_ФРАГМЕНТ ТЕКСТА_

┏━━

Мариэтта Чудакова. Новые работы 2003–2006
У книги подкупающе простое название. Герои «новых работ» М. Чудаковой — первоклассные писатели минувшей эпохи: Бабель, Булгаков, Гайдар, Мартынов, Окуджава, Олеша, Н. Островский, Пастернак, Шолохов. Разительное несходство творческих индивидуальностей — литературный феномен, названный когда-то Тыняновым качественно характерным (в противоположность количественно типическому).
Моменты новизны проявляются на разных уровнях: от тонких, не вдруг заметных нюансов до концептуальных обобщений. Иногда это сделано как бы мимоходом, чаще же разворачивается на нескольких страницах с цитацией больших фрагментов чужого текста, становясь стержнем статьи (доклада)1. Так, комментируя проблему сублимации секса как двигателя сюжета в отечественной прозе 20-30-х годов, автор заостряет внимание на ранее не замеченных подспудных мотивах повести Ю. Олеши «Зависть». Бессознательные эротические комплексы, считает Чудакова, определяют фабульное построение вещи, причем она отделяет гомо-, гетеро- и бисексуальное у Олеши от «внешнего сюжета, близкого к фабуле» (с. 55). Под таким углом зрения сюжет «Зависти» приобретает новые смысловые оттенки. В размышлениях о Булгакове заслуживает доверия тезис о настойчивом «мотиве вины» в творческой биографии писателя. Это показано как на примере отдельных ранних рассказов, так и в анализе мирочувствования героя в «Мастере и Маргарите». Его признание, что он не заслужил света, только покой, обросло в булгаковедении множеством в разной степени убедительных толкований. Однако вывод Чудаковой важен принципиально: чувство вины за судьбу России в 1917-1920 годах было у писателя горестно неизбывным — и потому не свет, а покой. Если и не в полной мере, то во всяком случае, ответ ближе к жизненной правде, чем некоторые другие домыслы.
Интересны страницы об уроках мастерства, преподанных Бабелем своим младшим современникам (с. 28), которые потом «редуцировали» эту «плотную» прозу (с. 31), изъяв из употребления главное, ее ствол, — «материал, не знающий ограничений» (с. 36). Верная догадка все же остается не до конца аргументированной. Магия бабелевского стиля не могла не оказать воздействия на сравнительно узкий круг братьев-писателей. Из этого, правда, не следует, что Бабеля «развели пожиже» и в 30-е годы мэтр сам стал писать… «под Паустовского» (с. З4). Конечная цель статьи с эпатажным названием «Разведенный пожиже», к сожалению, неуловима. Плодотворное — не обязательно бесспорное.

┗━━

_ПИСЬМЕННОЕ ЗАДАНИЕ A_
Какие писатели из перечня героев книги ещё раз упоминаются в рецензии после этого перечня? Назовите их фамилии.

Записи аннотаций
┏━━

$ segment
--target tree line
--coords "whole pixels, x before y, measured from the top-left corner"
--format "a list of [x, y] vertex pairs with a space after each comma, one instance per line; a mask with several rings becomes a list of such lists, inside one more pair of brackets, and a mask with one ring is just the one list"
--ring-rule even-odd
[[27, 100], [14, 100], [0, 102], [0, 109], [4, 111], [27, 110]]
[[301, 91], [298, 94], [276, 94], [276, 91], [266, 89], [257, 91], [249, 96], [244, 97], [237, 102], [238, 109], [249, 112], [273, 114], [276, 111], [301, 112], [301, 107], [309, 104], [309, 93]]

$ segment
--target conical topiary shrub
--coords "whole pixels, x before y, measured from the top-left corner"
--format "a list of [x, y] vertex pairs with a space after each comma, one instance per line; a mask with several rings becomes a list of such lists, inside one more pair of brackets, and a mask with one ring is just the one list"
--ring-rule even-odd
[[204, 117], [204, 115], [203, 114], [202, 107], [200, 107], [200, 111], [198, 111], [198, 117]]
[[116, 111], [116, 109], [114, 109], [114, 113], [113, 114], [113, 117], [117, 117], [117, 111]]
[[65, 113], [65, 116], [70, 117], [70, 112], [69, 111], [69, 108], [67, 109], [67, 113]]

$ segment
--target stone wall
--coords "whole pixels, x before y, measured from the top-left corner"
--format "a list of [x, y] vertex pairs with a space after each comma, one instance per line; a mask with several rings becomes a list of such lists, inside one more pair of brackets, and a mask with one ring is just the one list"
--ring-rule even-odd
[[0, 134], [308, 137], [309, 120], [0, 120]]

┗━━

_ПИСЬМЕННОЕ ЗАДАНИЕ B_
Процитируйте строки записей от их начала до строки с "111], [27, 110]]" включительно.

_ОТВЕТ A_
Бабель, Булгаков, Олеша.

_ОТВЕТ B_
$ segment
--target tree line
--coords "whole pixels, x before y, measured from the top-left corner"
--format "a list of [x, y] vertex pairs with a space after each comma, one instance per line; a mask with several rings becomes a list of such lists, inside one more pair of brackets, and a mask with one ring is just the one list"
--ring-rule even-odd
[[27, 100], [14, 100], [0, 102], [0, 109], [4, 111], [27, 110]]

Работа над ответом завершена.